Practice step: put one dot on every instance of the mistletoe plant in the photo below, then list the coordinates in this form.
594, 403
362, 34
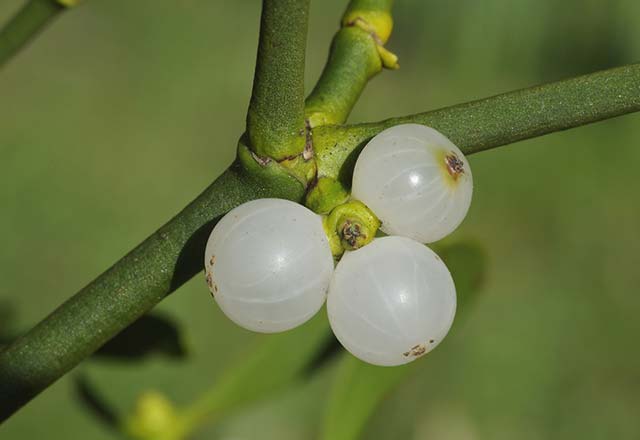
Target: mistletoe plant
301, 150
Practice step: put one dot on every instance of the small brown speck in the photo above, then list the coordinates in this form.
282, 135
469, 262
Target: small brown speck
210, 283
455, 166
415, 351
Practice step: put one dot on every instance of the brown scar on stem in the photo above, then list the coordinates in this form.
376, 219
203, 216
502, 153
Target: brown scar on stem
416, 350
455, 166
365, 26
351, 232
307, 153
264, 161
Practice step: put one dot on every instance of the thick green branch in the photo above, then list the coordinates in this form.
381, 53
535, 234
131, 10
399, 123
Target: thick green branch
356, 55
275, 120
499, 120
132, 286
27, 23
172, 255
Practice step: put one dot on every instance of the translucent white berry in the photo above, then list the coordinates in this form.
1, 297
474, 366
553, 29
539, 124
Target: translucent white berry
268, 265
415, 180
391, 301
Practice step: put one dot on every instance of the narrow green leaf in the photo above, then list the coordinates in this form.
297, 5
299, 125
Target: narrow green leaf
272, 363
359, 388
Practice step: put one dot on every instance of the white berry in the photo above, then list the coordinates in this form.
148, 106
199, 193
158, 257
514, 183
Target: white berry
391, 301
415, 180
268, 265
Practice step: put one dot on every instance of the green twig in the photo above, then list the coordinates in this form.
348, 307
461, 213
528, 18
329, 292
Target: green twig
132, 286
172, 255
356, 55
275, 120
34, 16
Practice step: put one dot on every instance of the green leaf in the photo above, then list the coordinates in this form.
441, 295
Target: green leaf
272, 363
359, 388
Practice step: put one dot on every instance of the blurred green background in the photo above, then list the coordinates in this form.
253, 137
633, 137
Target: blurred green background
122, 111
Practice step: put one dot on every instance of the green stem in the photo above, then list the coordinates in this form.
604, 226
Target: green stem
173, 254
275, 120
132, 286
26, 24
354, 58
491, 122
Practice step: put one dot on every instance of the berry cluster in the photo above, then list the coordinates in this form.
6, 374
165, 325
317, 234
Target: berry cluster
270, 266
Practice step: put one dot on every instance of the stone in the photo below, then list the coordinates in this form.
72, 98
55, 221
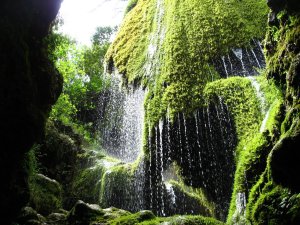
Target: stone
82, 213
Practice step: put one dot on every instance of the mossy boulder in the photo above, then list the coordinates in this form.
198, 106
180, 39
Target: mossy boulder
284, 161
83, 213
29, 86
45, 194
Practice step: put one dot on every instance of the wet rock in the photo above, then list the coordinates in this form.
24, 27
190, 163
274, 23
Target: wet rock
57, 218
284, 162
112, 213
276, 5
82, 213
46, 194
27, 214
29, 85
146, 215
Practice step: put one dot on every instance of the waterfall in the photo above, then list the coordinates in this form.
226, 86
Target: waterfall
152, 65
263, 104
240, 61
121, 125
259, 94
239, 54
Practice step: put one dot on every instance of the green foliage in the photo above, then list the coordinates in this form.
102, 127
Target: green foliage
45, 194
207, 207
194, 220
131, 4
83, 73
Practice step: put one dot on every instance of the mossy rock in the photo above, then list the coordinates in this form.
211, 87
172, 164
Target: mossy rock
46, 194
83, 213
284, 161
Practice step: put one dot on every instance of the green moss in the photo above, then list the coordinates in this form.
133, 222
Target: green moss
142, 217
207, 207
254, 147
131, 4
281, 51
193, 220
172, 57
45, 194
273, 204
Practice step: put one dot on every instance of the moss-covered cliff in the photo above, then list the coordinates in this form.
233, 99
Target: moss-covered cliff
176, 50
29, 85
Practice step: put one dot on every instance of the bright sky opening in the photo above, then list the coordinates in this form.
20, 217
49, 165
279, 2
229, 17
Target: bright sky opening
81, 17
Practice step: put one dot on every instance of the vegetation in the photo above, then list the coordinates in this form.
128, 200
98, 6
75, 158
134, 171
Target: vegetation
83, 72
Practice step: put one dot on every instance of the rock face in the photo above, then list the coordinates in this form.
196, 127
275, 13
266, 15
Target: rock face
29, 85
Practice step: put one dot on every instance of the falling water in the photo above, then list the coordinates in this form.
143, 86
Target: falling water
240, 203
253, 53
239, 54
259, 94
224, 64
264, 123
161, 163
122, 122
171, 192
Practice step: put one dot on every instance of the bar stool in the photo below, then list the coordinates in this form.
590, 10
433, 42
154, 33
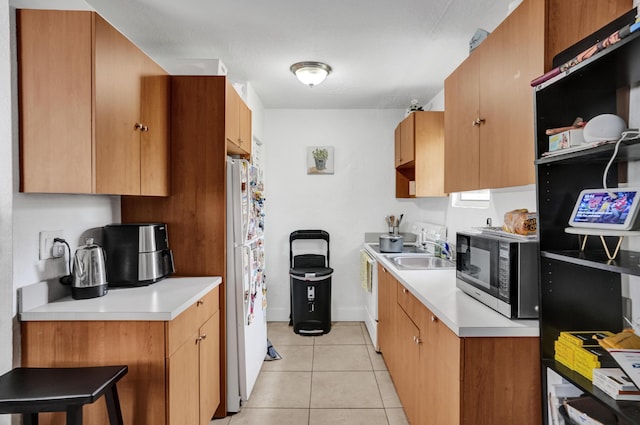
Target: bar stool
33, 390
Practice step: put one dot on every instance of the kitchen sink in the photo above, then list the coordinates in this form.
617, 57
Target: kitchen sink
421, 262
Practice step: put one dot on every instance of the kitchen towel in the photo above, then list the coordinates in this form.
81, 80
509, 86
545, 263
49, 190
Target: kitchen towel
365, 278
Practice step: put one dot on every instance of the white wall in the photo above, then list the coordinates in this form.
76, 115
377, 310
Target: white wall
6, 286
349, 203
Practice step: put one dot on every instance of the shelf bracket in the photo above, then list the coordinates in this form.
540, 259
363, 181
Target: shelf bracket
604, 244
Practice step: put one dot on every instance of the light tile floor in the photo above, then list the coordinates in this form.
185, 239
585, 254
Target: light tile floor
336, 378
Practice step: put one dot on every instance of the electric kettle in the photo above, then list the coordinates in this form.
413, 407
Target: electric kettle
89, 276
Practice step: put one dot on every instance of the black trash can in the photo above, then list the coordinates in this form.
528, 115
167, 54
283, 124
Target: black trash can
310, 286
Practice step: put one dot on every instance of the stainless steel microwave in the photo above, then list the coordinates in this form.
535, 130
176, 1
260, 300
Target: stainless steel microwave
501, 272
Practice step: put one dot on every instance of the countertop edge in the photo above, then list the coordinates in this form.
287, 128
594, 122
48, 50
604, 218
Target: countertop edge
105, 309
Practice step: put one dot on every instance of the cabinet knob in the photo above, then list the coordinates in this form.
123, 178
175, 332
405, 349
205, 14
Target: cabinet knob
141, 127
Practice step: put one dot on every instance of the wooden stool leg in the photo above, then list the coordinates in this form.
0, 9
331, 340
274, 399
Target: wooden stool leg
113, 406
74, 415
30, 419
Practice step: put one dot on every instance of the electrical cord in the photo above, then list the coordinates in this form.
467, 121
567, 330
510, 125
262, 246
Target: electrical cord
623, 137
60, 240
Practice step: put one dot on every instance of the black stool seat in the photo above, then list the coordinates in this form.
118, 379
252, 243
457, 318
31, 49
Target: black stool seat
32, 390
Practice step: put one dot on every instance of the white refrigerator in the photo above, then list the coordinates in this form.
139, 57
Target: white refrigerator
245, 285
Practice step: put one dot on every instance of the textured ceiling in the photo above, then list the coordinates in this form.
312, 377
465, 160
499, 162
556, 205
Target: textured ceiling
383, 53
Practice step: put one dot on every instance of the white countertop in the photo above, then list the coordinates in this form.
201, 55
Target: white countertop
163, 300
464, 315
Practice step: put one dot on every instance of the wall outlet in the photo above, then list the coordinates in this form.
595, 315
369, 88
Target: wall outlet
46, 243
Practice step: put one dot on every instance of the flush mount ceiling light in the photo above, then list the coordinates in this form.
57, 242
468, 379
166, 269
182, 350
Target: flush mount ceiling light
310, 73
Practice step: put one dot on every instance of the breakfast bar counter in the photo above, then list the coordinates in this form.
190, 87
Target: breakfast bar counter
163, 301
167, 333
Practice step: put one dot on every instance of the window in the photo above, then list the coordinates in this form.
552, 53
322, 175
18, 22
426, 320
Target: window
471, 199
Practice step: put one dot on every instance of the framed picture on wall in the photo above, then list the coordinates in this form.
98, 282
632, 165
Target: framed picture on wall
320, 159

→ The task
Except for the pictures, give all the material above again verbatim.

→ Final result
Practice step: put one dot on every instance of the mistletoe plant in the photo below, then list the coordinates in this form.
594, 403
362, 34
Target: mistletoe plant
301, 150
Practice step: put one dot on every instance of the small brown speck in the photo above, then list the coordinates in this form.
282, 135
469, 262
Target: small brown speck
210, 283
455, 166
415, 351
Practice step: put one dot on every instance of the brown scar on stem in the photo above, then list the coordinates in this form.
376, 219
203, 216
502, 153
Target: brown scar on stem
416, 350
455, 166
365, 26
351, 232
307, 153
264, 161
Practice step: put one dot on every instance of the thick green branch in the photo above, then list the coordinates in this form.
381, 53
535, 234
131, 10
399, 123
Target: thick green branch
356, 55
275, 120
499, 120
132, 286
27, 23
172, 255
Practice step: put one dot on every instance of the translucent white berry in the photo above, then list the coordinates in this form.
1, 297
474, 366
553, 29
539, 124
Target: translucent white berry
268, 265
415, 180
391, 301
Practice step: put one dot on every instance of the narrow green leaf in the photo above, then list the coordinates in this form.
297, 5
299, 125
Target: narrow green leaf
272, 363
359, 388
Practice step: put one dot on every instance of the white berry in the photo above, then list the coordinates in this form.
148, 106
199, 193
158, 257
514, 183
Target: white berry
391, 301
415, 180
268, 265
Practice step: put one dot on every instance of the green twig in the photo above, then list the coordinates in this form.
348, 307
461, 213
528, 18
329, 292
Target: green twig
132, 286
172, 255
356, 55
275, 120
34, 16
Practice step: put one dot on every instance of the green leaf in the photo above, then list the coordinates in this form.
441, 295
Target: green leaf
272, 363
359, 388
Practice step: put one dot on every instance of the blurred green background in the photo above, then list the coordinates in this form.
253, 137
633, 137
Target: blurred green background
122, 111
Practice step: put one dot on every instance of the green stem in the photo above, then list the coordinates in this form.
604, 226
Target: green stem
173, 254
275, 120
132, 286
26, 24
354, 58
491, 122
Practice step: put one dot on every instance of the berry cluster in the photo above, then list the coordinates in this form.
6, 374
165, 325
317, 234
Target: berry cluster
270, 266
Practice step: put one dot on every instance of the stone in the photo below, then list the coordinates in this form.
72, 98
55, 221
Target: stone
82, 213
Practice step: put one dot on every instance of the mossy boulder in the photo above, then list the coordinates in this form.
198, 106
180, 39
Target: mossy boulder
284, 161
83, 213
29, 86
45, 194
Practice step: put one dot on every instance of the wet rock in the photo above, then list the coordinates in this form.
24, 27
190, 163
274, 23
Target: wet rock
57, 218
284, 162
112, 213
276, 5
82, 213
46, 194
27, 214
29, 85
146, 215
Practice step: put one dot on every instance of the waterfall in the photo above, then list the coordinates in this form.
226, 86
Target: waterfall
152, 65
263, 104
240, 61
121, 125
259, 94
239, 54
Practice step: put one dot on every instance of the green foliage in the photo above, then list the coordinates in this form.
102, 127
Target: green foliage
45, 194
207, 207
194, 220
131, 4
83, 73
Practice step: put one dot on every instance of the mossy rock in the photo above, then list the coordinates in this form.
211, 87
172, 164
Target: mossy rock
46, 194
83, 213
284, 161
Practice step: put one dot on every instance of the green moss in the photo above, then list the coordinates in this form.
133, 222
Target: green moss
142, 217
207, 207
254, 147
131, 4
281, 51
193, 220
172, 57
45, 194
273, 204
Practice step: put one dot on every instance of the moss-covered cliff in the photo above, then list the coordinates in this form.
233, 99
Target: moss-covered cliff
176, 50
29, 85
Practice step: put one dot on every instance of the bright sky opening in the photo above, then list the coordinates in this form.
20, 217
49, 165
279, 2
229, 17
Target: bright sky opening
81, 17
Practice step: put one dot on every instance of the vegetation in the photo above, then list the coordinates in this form.
128, 200
98, 6
75, 158
134, 171
Target: vegetation
83, 72
Practice step: put one dot on every instance of the rock face in the photo above, then list the coordinates in this form.
196, 127
275, 13
266, 15
Target: rock face
29, 85
Practice step: put one dot on every instance of the falling water in the photo above, then list the coordinates in this form.
143, 86
Target: falling water
240, 203
253, 53
239, 54
259, 94
224, 64
264, 123
161, 163
122, 122
171, 192
Practice step: put one dot on every instance of the bar stool in the photo below, then list the coordinates in this form.
590, 10
433, 42
154, 33
Target: bar stool
33, 390
Practice step: put one dot on every instance of the kitchen sink in the photo above, then list the coordinates in this form.
617, 57
Target: kitchen sink
421, 262
Practice step: put one dot on every instance of the kitchen towel in the photo above, then list the coordinates in this form.
81, 80
509, 86
545, 263
49, 190
Target: kitchen towel
365, 278
Practice step: put one dot on every instance of the white wall in the photo above, then list the coordinates in this form.
76, 115
377, 310
Target: white wall
6, 286
349, 203
Practice step: put one dot on every instance of the shelf bracket in the photo above, then list the coordinates in this form.
540, 259
363, 181
Target: shelf bracket
604, 244
Practice step: put one dot on every instance of the light tile floor in the photo above, then list the coordinates in this form.
185, 239
585, 254
Target: light tile floor
336, 378
Practice step: put one dot on every instance of the electric kettle in the photo above, then list the coordinates in this form.
413, 407
Target: electric kettle
89, 276
Practice step: put one dot on every instance of the black trash can in the photo above, then list the coordinates in this form.
528, 115
167, 54
283, 124
Target: black trash can
310, 286
Practice step: put one dot on every instance of the stainless steel microwave in the photo above, then list the coordinates in this form.
535, 130
176, 1
260, 300
Target: stainless steel microwave
501, 272
Practice step: put one dot on every instance of the countertop edge in the photo above, then list the coordinates in this form.
287, 128
594, 122
48, 50
604, 218
Target: countertop edge
105, 309
Practice step: put one dot on every instance of the cabinet knob in the photo above, then list the coordinates in this form.
123, 178
175, 332
405, 349
205, 14
Target: cabinet knob
141, 127
Practice step: put one dot on every instance of the wooden stool leg in the photo above, then list the coordinates in this form.
0, 9
331, 340
274, 399
Target: wooden stool leg
113, 406
74, 415
30, 419
Practice step: put one dot on every instance of the electrical cord in the photo above, then list the coordinates in this form.
467, 121
567, 330
510, 125
262, 246
Target: electrical cord
623, 137
60, 240
Practice step: put one dot on every instance of the black stool seat in the photo above, then list the coordinates in this form.
118, 379
252, 243
457, 318
31, 49
Target: black stool seat
32, 390
Practice step: put one dot on every instance of the white refrigerator in the photo above, then list the coordinates in this form.
139, 57
Target: white refrigerator
245, 285
Practice step: put one dot on every instance of the textured ceiling in the photo above, then list the coordinates in this form.
312, 377
465, 160
499, 162
556, 205
Target: textured ceiling
383, 53
Practice step: put one dot on every instance of the white countertop in the photo above, then list the coordinates in this form.
201, 55
Target: white countertop
163, 300
464, 315
Practice step: put one dot on every instance of the wall outlet in the photo above, then list the coordinates in this form.
595, 315
369, 88
Target: wall outlet
46, 243
Practice step: put one dot on every instance of the flush mount ceiling light in the photo above, then list the coordinates in this form.
57, 242
468, 379
166, 269
182, 350
Target: flush mount ceiling light
310, 73
Practice step: put one dot on every instance of the breakfast bar counter in the photo above, then list the coordinates in this form.
190, 87
Target: breakfast bar counter
163, 301
167, 333
Practice step: put one dot on every instance of the window in the photo above, then list the coordinates in this form.
552, 53
322, 175
18, 22
426, 320
Target: window
471, 199
Practice step: put one dot on every instance of the framed picture on wall in the photo above, then list the coordinates in this form.
98, 282
632, 165
Target: framed picture on wall
320, 159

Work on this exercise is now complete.